Work order:
Wherever the word "stamen" appears in the entries, copy the whole line.

Record extracts:
#####

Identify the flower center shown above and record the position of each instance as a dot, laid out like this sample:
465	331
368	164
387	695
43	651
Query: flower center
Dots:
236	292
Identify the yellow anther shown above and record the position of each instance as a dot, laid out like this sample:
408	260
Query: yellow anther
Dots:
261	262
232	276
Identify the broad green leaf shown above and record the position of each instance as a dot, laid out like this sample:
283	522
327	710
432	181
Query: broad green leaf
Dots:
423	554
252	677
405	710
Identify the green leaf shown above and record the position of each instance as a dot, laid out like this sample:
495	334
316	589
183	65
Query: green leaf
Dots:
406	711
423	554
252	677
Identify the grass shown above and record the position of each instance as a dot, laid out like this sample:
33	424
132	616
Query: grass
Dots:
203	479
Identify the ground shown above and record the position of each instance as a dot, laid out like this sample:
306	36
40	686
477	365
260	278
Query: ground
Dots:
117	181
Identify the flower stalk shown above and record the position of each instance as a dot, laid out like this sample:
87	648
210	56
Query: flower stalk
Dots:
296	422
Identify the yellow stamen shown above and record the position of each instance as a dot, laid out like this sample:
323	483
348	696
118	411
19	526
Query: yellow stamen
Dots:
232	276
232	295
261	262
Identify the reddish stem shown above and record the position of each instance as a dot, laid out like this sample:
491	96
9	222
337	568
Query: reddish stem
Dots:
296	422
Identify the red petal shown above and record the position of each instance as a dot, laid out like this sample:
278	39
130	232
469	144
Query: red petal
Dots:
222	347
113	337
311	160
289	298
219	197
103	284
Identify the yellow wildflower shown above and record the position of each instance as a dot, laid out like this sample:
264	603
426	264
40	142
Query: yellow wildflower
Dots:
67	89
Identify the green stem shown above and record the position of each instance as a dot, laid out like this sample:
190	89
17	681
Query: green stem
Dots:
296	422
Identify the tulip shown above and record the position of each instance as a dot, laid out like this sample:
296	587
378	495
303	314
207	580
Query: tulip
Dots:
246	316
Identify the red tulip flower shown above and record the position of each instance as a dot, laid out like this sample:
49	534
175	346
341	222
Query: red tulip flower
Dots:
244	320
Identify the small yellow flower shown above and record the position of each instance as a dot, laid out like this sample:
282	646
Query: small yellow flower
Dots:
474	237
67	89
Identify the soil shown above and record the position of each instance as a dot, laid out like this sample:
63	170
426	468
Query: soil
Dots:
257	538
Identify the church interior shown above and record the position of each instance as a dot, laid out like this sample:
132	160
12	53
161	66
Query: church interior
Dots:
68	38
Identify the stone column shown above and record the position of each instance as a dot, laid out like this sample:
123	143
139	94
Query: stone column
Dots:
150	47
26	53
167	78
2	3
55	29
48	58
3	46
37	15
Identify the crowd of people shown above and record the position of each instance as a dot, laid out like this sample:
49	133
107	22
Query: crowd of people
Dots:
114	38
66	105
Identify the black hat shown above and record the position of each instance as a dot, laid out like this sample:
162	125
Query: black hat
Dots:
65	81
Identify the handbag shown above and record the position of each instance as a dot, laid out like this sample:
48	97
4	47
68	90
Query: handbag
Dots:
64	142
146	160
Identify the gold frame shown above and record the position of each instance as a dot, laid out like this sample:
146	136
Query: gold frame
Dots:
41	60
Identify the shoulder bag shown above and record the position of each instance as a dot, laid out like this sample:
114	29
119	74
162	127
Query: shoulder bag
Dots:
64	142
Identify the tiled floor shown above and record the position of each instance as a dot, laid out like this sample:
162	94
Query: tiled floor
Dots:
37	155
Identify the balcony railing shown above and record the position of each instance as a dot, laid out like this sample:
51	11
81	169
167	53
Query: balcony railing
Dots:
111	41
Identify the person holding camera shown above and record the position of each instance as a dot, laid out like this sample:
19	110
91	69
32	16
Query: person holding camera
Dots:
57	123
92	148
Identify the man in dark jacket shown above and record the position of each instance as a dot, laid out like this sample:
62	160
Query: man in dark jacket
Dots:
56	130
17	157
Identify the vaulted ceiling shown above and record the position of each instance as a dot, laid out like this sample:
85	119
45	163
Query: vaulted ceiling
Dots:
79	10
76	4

#####

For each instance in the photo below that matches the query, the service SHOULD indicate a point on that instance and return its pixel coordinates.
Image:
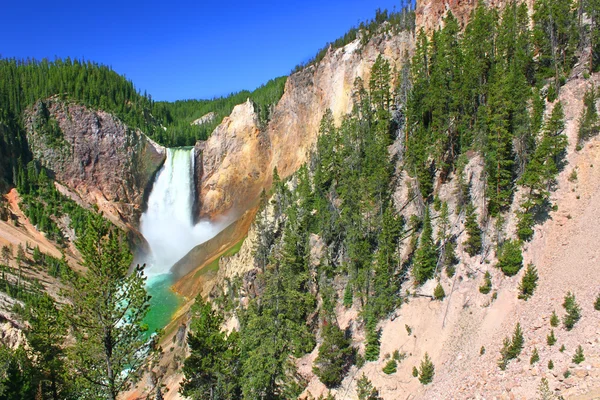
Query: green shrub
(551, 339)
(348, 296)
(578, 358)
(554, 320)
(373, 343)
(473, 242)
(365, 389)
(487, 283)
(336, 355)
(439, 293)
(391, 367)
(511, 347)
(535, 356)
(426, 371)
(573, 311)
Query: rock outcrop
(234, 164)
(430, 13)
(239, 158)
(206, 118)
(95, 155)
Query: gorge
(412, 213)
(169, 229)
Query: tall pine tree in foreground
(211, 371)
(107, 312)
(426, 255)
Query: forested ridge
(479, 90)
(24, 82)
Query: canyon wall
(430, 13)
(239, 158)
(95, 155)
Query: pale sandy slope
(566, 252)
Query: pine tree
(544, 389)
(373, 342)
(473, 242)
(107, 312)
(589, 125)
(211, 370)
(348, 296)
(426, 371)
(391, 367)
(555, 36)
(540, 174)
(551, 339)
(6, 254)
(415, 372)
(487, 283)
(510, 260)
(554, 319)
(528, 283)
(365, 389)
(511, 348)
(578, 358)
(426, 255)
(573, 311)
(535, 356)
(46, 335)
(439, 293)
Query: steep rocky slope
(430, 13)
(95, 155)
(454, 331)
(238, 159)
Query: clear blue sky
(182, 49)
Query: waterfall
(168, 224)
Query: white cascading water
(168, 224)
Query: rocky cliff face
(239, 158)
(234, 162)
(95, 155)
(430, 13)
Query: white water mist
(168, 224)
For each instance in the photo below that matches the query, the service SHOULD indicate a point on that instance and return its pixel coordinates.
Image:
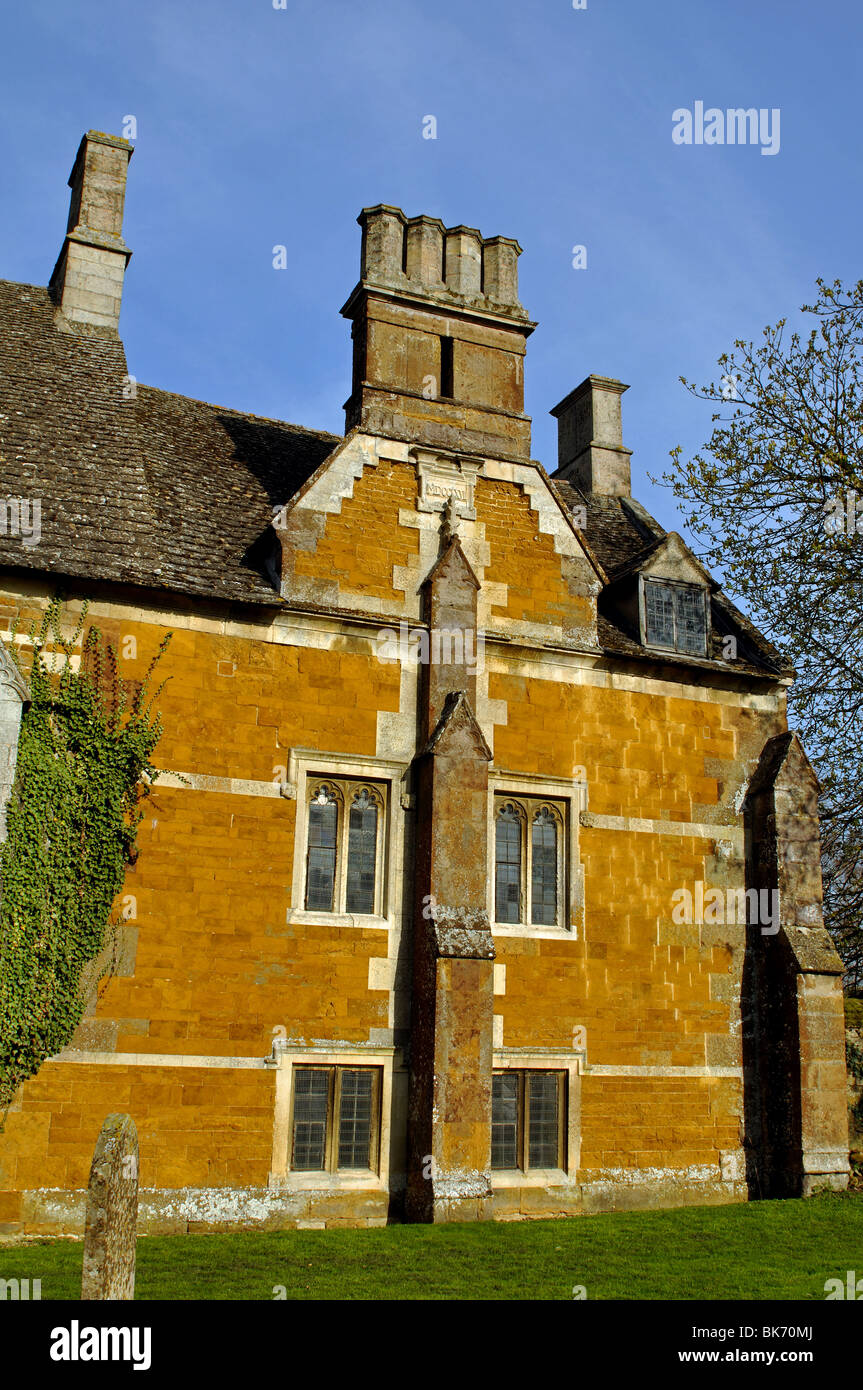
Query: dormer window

#####

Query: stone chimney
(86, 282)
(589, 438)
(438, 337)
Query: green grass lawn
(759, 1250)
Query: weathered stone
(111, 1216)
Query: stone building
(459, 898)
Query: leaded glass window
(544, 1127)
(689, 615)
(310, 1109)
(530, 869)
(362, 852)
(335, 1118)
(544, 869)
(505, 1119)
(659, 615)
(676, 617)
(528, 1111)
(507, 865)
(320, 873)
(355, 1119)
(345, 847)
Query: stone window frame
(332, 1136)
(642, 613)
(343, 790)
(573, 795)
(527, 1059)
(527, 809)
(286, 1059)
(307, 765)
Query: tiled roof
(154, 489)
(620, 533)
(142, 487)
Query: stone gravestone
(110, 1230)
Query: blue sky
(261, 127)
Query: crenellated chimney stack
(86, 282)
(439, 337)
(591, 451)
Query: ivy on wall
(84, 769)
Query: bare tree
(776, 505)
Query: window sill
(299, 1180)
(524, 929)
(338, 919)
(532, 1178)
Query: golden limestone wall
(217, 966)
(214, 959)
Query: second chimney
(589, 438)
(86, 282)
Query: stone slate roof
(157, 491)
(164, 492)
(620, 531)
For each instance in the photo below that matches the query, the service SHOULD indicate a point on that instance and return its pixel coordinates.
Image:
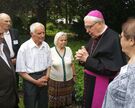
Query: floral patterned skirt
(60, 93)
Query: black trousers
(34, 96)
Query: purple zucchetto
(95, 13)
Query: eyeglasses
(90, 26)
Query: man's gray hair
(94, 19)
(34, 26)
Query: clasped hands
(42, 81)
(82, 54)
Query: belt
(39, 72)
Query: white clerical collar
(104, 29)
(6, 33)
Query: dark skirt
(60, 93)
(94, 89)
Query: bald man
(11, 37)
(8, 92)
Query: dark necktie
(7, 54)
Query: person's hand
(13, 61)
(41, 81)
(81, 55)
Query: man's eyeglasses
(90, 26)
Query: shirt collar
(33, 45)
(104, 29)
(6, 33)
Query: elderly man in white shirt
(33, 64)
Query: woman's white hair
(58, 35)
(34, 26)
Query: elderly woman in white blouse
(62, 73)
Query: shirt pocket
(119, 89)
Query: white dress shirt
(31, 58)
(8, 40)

#####

Answer:
Identify the yellow stamen shown above and record the position of each instance as a dot, laid out like this sample:
Query: yellow stamen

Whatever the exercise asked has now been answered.